**PROBLEM DETAILS:** Render all the rows below as a JSON list of strings, one string per line. Skip blank lines and leave out the pictures.

**RECORDS SUPPLIED:**
--- --- ---

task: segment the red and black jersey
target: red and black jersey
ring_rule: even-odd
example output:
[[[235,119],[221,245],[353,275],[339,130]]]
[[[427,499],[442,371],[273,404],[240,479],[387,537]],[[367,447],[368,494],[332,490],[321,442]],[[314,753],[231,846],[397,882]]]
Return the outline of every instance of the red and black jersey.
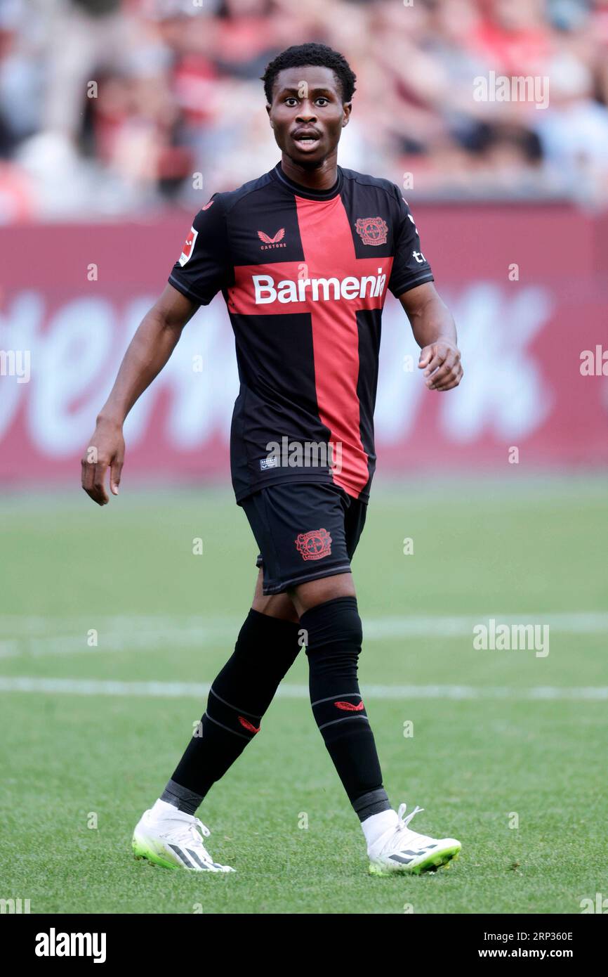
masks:
[[[433,280],[420,247],[398,188],[340,166],[335,186],[314,191],[278,163],[198,212],[169,281],[201,305],[222,290],[227,305],[237,502],[288,480],[367,501],[382,310],[387,289]],[[331,445],[329,464],[306,445]]]

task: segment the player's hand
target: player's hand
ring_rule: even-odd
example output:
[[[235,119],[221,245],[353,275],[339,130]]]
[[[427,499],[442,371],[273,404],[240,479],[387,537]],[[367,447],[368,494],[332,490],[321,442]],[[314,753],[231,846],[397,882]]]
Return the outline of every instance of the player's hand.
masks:
[[[110,470],[110,490],[118,494],[120,473],[125,460],[125,439],[122,426],[112,421],[98,420],[95,434],[83,455],[82,488],[98,505],[109,502],[105,490],[105,472]]]
[[[418,366],[425,370],[425,383],[429,390],[452,390],[463,379],[461,352],[447,339],[425,346],[420,351]]]

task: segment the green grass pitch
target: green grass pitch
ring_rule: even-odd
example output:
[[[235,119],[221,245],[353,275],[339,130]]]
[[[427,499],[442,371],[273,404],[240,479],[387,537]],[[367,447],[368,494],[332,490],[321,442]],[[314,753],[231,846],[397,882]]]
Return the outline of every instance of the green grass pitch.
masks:
[[[385,785],[425,808],[413,828],[463,842],[420,877],[368,875],[304,655],[199,812],[237,872],[136,862],[134,825],[204,708],[188,686],[212,681],[250,606],[253,536],[227,489],[145,490],[128,468],[103,510],[76,487],[5,495],[0,896],[146,913],[579,913],[607,897],[606,483],[511,474],[378,485],[353,561]],[[553,621],[549,654],[474,650],[470,621],[506,616]]]

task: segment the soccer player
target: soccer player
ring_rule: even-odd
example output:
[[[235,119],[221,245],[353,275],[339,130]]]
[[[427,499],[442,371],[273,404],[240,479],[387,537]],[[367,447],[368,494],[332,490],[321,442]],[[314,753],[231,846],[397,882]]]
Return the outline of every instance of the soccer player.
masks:
[[[374,475],[373,413],[381,316],[390,290],[422,347],[430,390],[463,376],[453,319],[433,285],[396,185],[338,166],[355,75],[322,44],[266,67],[266,110],[281,160],[194,218],[169,284],[125,355],[82,484],[105,505],[118,493],[129,410],[167,362],[199,306],[222,291],[236,341],[240,392],[230,437],[236,502],[260,568],[234,653],[213,682],[199,735],[135,828],[138,857],[193,871],[230,871],[208,853],[195,812],[247,743],[305,645],[314,719],[363,828],[370,871],[419,873],[461,848],[410,828],[393,810],[357,682],[362,630],[350,572]],[[284,449],[286,448],[286,450]],[[201,735],[202,734],[202,735]]]

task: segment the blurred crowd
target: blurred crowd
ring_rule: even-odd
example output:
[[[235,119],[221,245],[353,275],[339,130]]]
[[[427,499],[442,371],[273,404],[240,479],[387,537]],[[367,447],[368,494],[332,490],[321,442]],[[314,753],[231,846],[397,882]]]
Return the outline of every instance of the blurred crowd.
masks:
[[[196,209],[270,169],[260,76],[305,41],[357,75],[344,166],[608,206],[608,0],[0,0],[0,223]],[[516,76],[547,104],[474,94]]]

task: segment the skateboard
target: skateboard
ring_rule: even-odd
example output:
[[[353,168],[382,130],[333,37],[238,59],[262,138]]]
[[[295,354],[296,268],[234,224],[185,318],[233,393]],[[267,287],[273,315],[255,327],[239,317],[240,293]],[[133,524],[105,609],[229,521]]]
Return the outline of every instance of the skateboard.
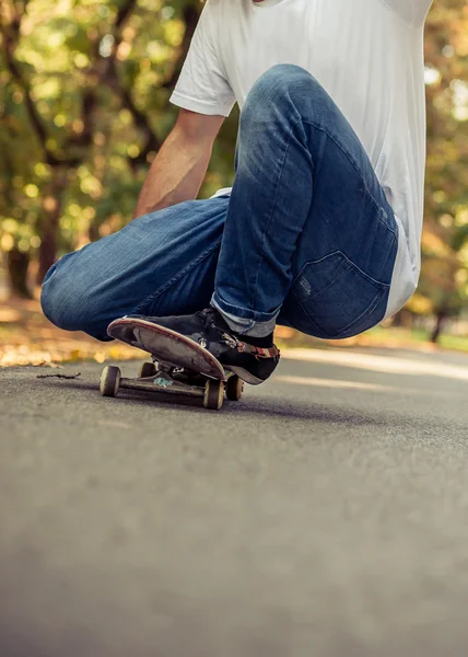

--- --- ---

**EXPECTED OUTPUT:**
[
  "task: segment the red and black jersey",
  "target: red and black jersey",
  "ring_rule: even-odd",
  "example output:",
  "[[[235,119],[221,245],[353,275],[339,130]]]",
  "[[[427,499],[442,371],[273,404],[240,479],[387,537]],[[367,447],[368,494],[332,490],[321,442]],[[314,753],[231,846],[397,882]]]",
  "Return the outline of every instance of the red and black jersey.",
  "masks:",
  "[[[433,280],[420,247],[398,188],[340,166],[335,186],[314,191],[278,163],[198,212],[169,281],[201,305],[222,290],[227,305],[237,502],[288,480],[367,501],[382,310],[387,289]],[[331,445],[329,464],[306,445]]]",
  "task: segment the player's hand",
  "target: player's hand",
  "ring_rule: even-odd",
  "example output:",
  "[[[235,119],[221,245],[353,275],[339,130]]]",
  "[[[427,499],[442,371],[273,404],[240,479],[387,537]],[[367,447],[368,494],[332,490],[321,442]],[[314,753],[231,846],[397,882]]]",
  "Return the outline of every instance of the player's hand.",
  "masks:",
  "[[[110,470],[110,490],[118,494],[120,473],[125,460],[125,439],[122,426],[112,421],[98,420],[95,434],[83,455],[82,488],[98,505],[109,502],[105,490],[105,472]]]",
  "[[[418,366],[425,370],[425,383],[429,390],[452,390],[463,379],[461,352],[447,339],[425,346],[420,351]]]",
  "task: segment the green grass pitch",
  "target: green grass pitch",
  "ring_rule: even-odd",
  "example output:",
  "[[[235,119],[221,245],[353,275],[339,130]]]",
  "[[[427,499],[442,371],[273,404],[240,479],[387,537]],[[367,447],[368,494],[332,490],[321,442]],[[314,753],[231,846],[397,882]]]",
  "Return the outline of every instance of the green grass pitch.",
  "masks:",
  "[[[385,785],[425,808],[413,828],[463,842],[420,877],[368,875],[304,655],[199,812],[237,872],[136,862],[134,825],[204,708],[188,686],[212,681],[250,606],[253,536],[227,489],[145,490],[128,468],[103,510],[76,487],[5,495],[0,896],[146,913],[579,913],[607,897],[606,483],[511,474],[378,485],[353,561]],[[553,621],[549,654],[474,650],[470,621],[506,616]]]",
  "task: segment the soccer player",
  "target: soccer player",
  "ring_rule: even-odd",
  "example output:",
  "[[[235,119],[221,245],[353,275],[339,130]]]",
  "[[[427,499],[442,371],[273,404],[240,479],[387,537]],[[367,447],[368,494],[332,490],[321,442]],[[314,753],[231,846],[397,882]]]",
  "Return the outline of every instance of the soccer player.",
  "masks:",
  "[[[374,475],[373,413],[381,316],[390,290],[422,347],[430,390],[463,376],[453,319],[433,285],[396,185],[338,166],[355,75],[322,44],[266,67],[266,110],[281,160],[194,218],[169,284],[125,355],[82,484],[105,505],[118,493],[129,410],[167,362],[199,306],[222,291],[236,341],[240,392],[230,437],[236,502],[260,568],[234,653],[213,682],[199,735],[135,828],[138,857],[193,871],[230,871],[208,853],[195,812],[247,743],[305,645],[314,719],[363,828],[370,871],[419,873],[461,848],[410,828],[393,810],[357,682],[362,630],[350,572]],[[284,449],[286,448],[286,450]],[[201,735],[202,734],[202,735]]]",
  "task: segment the blurred crowd",
  "target: blurred crowd",
  "ring_rule: even-odd",
  "example output:",
  "[[[235,119],[221,245],[353,275],[339,130]]]",
  "[[[427,499],[442,371],[273,404],[240,479],[387,537]],[[367,447],[368,494],[332,490],[321,442]],[[314,753],[231,846],[397,882]]]",
  "Return the outline of every instance of the blurred crowd.",
  "masks:",
  "[[[196,209],[270,169],[260,76],[305,41],[357,75],[344,166],[608,206],[608,0],[0,0],[0,223]],[[516,76],[547,104],[474,94]]]",
  "task: segment the skateboard",
  "target: skateboard",
  "ring_rule: even-odd",
  "example output:",
  "[[[353,168],[382,130],[333,37],[238,59],[262,138]]]",
  "[[[295,354],[296,268],[234,224],[185,318],[233,393]],[[267,287],[273,315],[255,327],[239,317],[240,293]],[[133,524],[105,609],[229,521]]]",
  "Return the outline of every instance of the skateboard."
]